━━ RECORD LIST ━━

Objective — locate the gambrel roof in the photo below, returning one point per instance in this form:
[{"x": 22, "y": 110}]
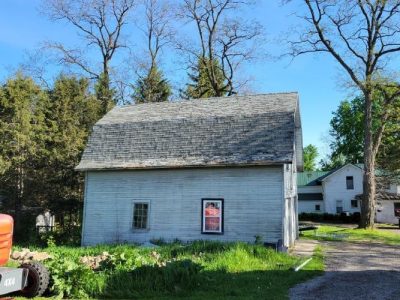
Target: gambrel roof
[{"x": 227, "y": 131}]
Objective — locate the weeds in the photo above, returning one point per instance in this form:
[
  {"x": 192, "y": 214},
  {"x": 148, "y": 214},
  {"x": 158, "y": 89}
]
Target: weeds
[{"x": 197, "y": 270}]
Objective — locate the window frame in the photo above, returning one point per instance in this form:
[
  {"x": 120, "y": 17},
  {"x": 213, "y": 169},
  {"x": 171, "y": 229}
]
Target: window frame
[
  {"x": 203, "y": 201},
  {"x": 133, "y": 216},
  {"x": 347, "y": 183},
  {"x": 337, "y": 210}
]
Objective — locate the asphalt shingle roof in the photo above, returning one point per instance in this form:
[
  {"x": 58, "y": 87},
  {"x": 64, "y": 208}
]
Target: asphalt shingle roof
[
  {"x": 238, "y": 130},
  {"x": 311, "y": 178}
]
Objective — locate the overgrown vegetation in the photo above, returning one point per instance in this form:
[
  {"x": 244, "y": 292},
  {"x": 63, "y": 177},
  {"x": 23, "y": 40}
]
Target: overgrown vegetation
[
  {"x": 198, "y": 270},
  {"x": 337, "y": 233},
  {"x": 331, "y": 218}
]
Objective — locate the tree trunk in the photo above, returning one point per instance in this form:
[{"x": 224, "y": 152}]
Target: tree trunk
[{"x": 368, "y": 202}]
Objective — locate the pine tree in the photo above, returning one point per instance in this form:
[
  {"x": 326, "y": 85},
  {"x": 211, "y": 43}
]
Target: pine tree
[
  {"x": 73, "y": 112},
  {"x": 201, "y": 86},
  {"x": 23, "y": 133},
  {"x": 152, "y": 88}
]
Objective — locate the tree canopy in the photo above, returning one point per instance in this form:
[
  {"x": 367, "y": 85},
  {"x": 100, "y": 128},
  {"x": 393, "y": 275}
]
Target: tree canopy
[{"x": 310, "y": 154}]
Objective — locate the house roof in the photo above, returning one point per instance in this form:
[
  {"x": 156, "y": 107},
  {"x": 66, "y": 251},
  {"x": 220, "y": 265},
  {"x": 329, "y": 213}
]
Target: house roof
[
  {"x": 310, "y": 178},
  {"x": 227, "y": 131}
]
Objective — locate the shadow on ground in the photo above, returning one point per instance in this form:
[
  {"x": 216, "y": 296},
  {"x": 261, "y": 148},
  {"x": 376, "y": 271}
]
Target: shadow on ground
[{"x": 335, "y": 285}]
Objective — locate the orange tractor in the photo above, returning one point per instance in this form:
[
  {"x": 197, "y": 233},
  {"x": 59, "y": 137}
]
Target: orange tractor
[{"x": 30, "y": 279}]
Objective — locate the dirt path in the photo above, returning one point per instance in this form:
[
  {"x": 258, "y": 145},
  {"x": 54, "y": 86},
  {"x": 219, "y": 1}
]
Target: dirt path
[{"x": 355, "y": 271}]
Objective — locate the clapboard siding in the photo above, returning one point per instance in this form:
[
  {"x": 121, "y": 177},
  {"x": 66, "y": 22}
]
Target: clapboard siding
[
  {"x": 253, "y": 203},
  {"x": 290, "y": 208},
  {"x": 334, "y": 187}
]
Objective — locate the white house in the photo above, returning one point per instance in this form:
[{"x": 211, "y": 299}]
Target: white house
[
  {"x": 330, "y": 192},
  {"x": 341, "y": 190},
  {"x": 216, "y": 169},
  {"x": 388, "y": 202}
]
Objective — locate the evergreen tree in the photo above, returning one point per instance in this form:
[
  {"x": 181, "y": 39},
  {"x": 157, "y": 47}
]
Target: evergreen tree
[
  {"x": 310, "y": 154},
  {"x": 23, "y": 133},
  {"x": 152, "y": 88},
  {"x": 201, "y": 86},
  {"x": 72, "y": 114},
  {"x": 347, "y": 131}
]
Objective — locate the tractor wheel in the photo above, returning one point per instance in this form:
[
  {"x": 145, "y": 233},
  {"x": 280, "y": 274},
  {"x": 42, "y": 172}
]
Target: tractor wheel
[{"x": 38, "y": 280}]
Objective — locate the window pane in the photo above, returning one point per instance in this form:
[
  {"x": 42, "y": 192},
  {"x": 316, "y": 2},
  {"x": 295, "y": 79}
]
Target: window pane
[
  {"x": 140, "y": 215},
  {"x": 349, "y": 182},
  {"x": 212, "y": 224},
  {"x": 212, "y": 216}
]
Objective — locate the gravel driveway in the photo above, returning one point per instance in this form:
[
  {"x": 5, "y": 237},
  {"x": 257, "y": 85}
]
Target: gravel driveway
[{"x": 355, "y": 271}]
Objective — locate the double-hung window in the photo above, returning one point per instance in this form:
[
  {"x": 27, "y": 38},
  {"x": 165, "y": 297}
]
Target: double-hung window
[
  {"x": 212, "y": 215},
  {"x": 350, "y": 182},
  {"x": 141, "y": 215}
]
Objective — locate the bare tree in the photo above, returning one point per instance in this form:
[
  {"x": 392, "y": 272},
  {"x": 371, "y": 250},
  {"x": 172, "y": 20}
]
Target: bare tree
[
  {"x": 151, "y": 85},
  {"x": 225, "y": 40},
  {"x": 363, "y": 36},
  {"x": 158, "y": 29},
  {"x": 100, "y": 24}
]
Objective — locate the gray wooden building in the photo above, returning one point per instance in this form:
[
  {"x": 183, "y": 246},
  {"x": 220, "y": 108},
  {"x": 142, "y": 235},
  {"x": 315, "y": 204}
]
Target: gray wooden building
[{"x": 216, "y": 169}]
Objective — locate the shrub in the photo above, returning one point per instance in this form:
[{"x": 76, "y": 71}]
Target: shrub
[{"x": 333, "y": 218}]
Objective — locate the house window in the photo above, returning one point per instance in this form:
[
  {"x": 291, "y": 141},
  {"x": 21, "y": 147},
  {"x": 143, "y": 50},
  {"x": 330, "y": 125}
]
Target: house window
[
  {"x": 339, "y": 206},
  {"x": 397, "y": 209},
  {"x": 350, "y": 182},
  {"x": 212, "y": 216},
  {"x": 140, "y": 215},
  {"x": 354, "y": 203}
]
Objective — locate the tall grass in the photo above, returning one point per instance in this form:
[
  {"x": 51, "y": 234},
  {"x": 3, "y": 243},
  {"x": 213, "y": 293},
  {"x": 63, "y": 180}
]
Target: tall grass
[{"x": 196, "y": 271}]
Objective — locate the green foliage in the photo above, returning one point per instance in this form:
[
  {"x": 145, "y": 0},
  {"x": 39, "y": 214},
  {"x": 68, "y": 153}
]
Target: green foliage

━━━

**SET TASK**
Repeat all of the items above word for word, leaving out the pictures.

**SOLUTION TO THIS PROBLEM**
Objective — locate the gambrel roof in the photo below, returning one point per instance in this form:
[{"x": 22, "y": 110}]
Target: gambrel roof
[{"x": 227, "y": 131}]
Objective — locate the weeds in the photo above, returning one point per instance in this form:
[
  {"x": 192, "y": 214},
  {"x": 148, "y": 214},
  {"x": 158, "y": 89}
]
Target: weeds
[{"x": 197, "y": 270}]
Objective — locate the window frame in the photo above, returning one point per instance in this form:
[
  {"x": 120, "y": 17},
  {"x": 213, "y": 169},
  {"x": 171, "y": 229}
]
Target: window frame
[
  {"x": 203, "y": 201},
  {"x": 133, "y": 216},
  {"x": 347, "y": 183},
  {"x": 337, "y": 210}
]
Objective — locate the asphalt shingle roof in the photo above, returning one point per instance in this form:
[
  {"x": 58, "y": 87},
  {"x": 64, "y": 208}
]
Target: asphalt shingle roof
[
  {"x": 238, "y": 130},
  {"x": 311, "y": 178}
]
Objective — locate the overgrown vegetation in the photo above, returning one point per instance in this form:
[
  {"x": 244, "y": 292},
  {"x": 63, "y": 177},
  {"x": 23, "y": 40}
]
Target: overgrown vegetation
[
  {"x": 198, "y": 270},
  {"x": 337, "y": 233},
  {"x": 331, "y": 218}
]
Objective — locate the tree trunk in the photo above, returning one point per instance in this form:
[{"x": 224, "y": 152}]
Target: tree trunk
[{"x": 368, "y": 202}]
Objective — locate the pine tree in the photo above, returning one point per instance in this form:
[
  {"x": 326, "y": 85},
  {"x": 211, "y": 43}
]
Target: pine tree
[
  {"x": 73, "y": 112},
  {"x": 201, "y": 86},
  {"x": 23, "y": 133},
  {"x": 152, "y": 88}
]
Objective — locate the tree canopy in the photo above, returning one point per instance in this form:
[
  {"x": 367, "y": 85},
  {"x": 100, "y": 128},
  {"x": 393, "y": 275}
]
Target: tree canopy
[{"x": 310, "y": 154}]
Objective — locate the house roof in the photo above, returning one point per instance in this form:
[
  {"x": 156, "y": 107},
  {"x": 66, "y": 251},
  {"x": 220, "y": 265},
  {"x": 329, "y": 213}
]
Target: house roof
[
  {"x": 310, "y": 178},
  {"x": 227, "y": 131}
]
Objective — locate the shadow on ground in the photo above, returning one point per instance in this form:
[
  {"x": 216, "y": 296},
  {"x": 261, "y": 148},
  {"x": 376, "y": 271}
]
Target: shadow on ground
[{"x": 335, "y": 285}]
Objective — locate the orange tractor in the photo above, returning one point per instance in this form:
[
  {"x": 197, "y": 233},
  {"x": 59, "y": 137}
]
Target: orange tractor
[{"x": 30, "y": 279}]
Objective — locate the dirt path in the photo above, returning one point per instance in this form:
[
  {"x": 258, "y": 145},
  {"x": 54, "y": 86},
  {"x": 219, "y": 1}
]
Target: dirt path
[{"x": 355, "y": 271}]
Objective — locate the clapboard siding in the photo above, returning one point per instance in this form:
[
  {"x": 121, "y": 177},
  {"x": 66, "y": 22}
]
Target: clapboard siding
[
  {"x": 253, "y": 203},
  {"x": 290, "y": 208},
  {"x": 334, "y": 187}
]
Objective — locate the white house in the photo above, returning one point per instance in this form:
[{"x": 211, "y": 299}]
Target: white house
[
  {"x": 330, "y": 192},
  {"x": 341, "y": 190},
  {"x": 216, "y": 169},
  {"x": 388, "y": 202}
]
Objective — locate the evergreen tree in the photo above, returning one point per instance in this form:
[
  {"x": 181, "y": 39},
  {"x": 157, "y": 47}
]
Target: evergreen tree
[
  {"x": 310, "y": 154},
  {"x": 23, "y": 133},
  {"x": 152, "y": 88},
  {"x": 201, "y": 86},
  {"x": 72, "y": 114},
  {"x": 347, "y": 131}
]
Objective — locate the tractor wheel in the photo above, returning one point per instance in this form:
[
  {"x": 145, "y": 233},
  {"x": 280, "y": 274},
  {"x": 42, "y": 172}
]
Target: tractor wheel
[{"x": 38, "y": 280}]
Objective — locate the window pane in the photo above, returning one point per instance in this form:
[
  {"x": 42, "y": 192},
  {"x": 316, "y": 2},
  {"x": 295, "y": 79}
]
Target: window pane
[
  {"x": 140, "y": 215},
  {"x": 349, "y": 182},
  {"x": 212, "y": 224},
  {"x": 212, "y": 216}
]
Objective — locate the gravel driveway in the photo above, returning one point per instance in this form:
[
  {"x": 5, "y": 237},
  {"x": 257, "y": 85}
]
Target: gravel driveway
[{"x": 355, "y": 271}]
Objective — locate the double-hung window in the photo above, returning one point per instance in this form:
[
  {"x": 27, "y": 38},
  {"x": 165, "y": 297}
]
Target: double-hung window
[
  {"x": 212, "y": 215},
  {"x": 350, "y": 182},
  {"x": 141, "y": 215}
]
Objective — locate the bare tree in the photo above, returning one point per instance in this form:
[
  {"x": 392, "y": 272},
  {"x": 371, "y": 250},
  {"x": 172, "y": 20}
]
Target: bare tree
[
  {"x": 151, "y": 85},
  {"x": 225, "y": 40},
  {"x": 363, "y": 36},
  {"x": 158, "y": 29},
  {"x": 100, "y": 24}
]
Objective — locate the gray wooden building in the photo above, returning one point per instance in this form:
[
  {"x": 183, "y": 246},
  {"x": 220, "y": 108},
  {"x": 142, "y": 235},
  {"x": 315, "y": 204}
]
Target: gray wooden building
[{"x": 216, "y": 169}]
Objective — locate the shrub in the photo above, returning one point per instance in this form:
[{"x": 76, "y": 71}]
Target: shrub
[{"x": 333, "y": 218}]
Objective — locate the house window in the photo above, returning one point per instance in this form:
[
  {"x": 291, "y": 141},
  {"x": 21, "y": 147},
  {"x": 143, "y": 50},
  {"x": 330, "y": 125}
]
Target: house window
[
  {"x": 339, "y": 206},
  {"x": 397, "y": 209},
  {"x": 350, "y": 182},
  {"x": 212, "y": 216},
  {"x": 140, "y": 215},
  {"x": 354, "y": 203}
]
Objective — locate the tall grass in the photo above, returning one point per instance in this form:
[
  {"x": 51, "y": 234},
  {"x": 3, "y": 243},
  {"x": 213, "y": 293},
  {"x": 63, "y": 180}
]
Target: tall grass
[{"x": 196, "y": 271}]
Objective — locate the green foliage in the photo above, returning one point per instance in this form:
[
  {"x": 145, "y": 0},
  {"x": 39, "y": 214},
  {"x": 68, "y": 153}
]
Target: green foliage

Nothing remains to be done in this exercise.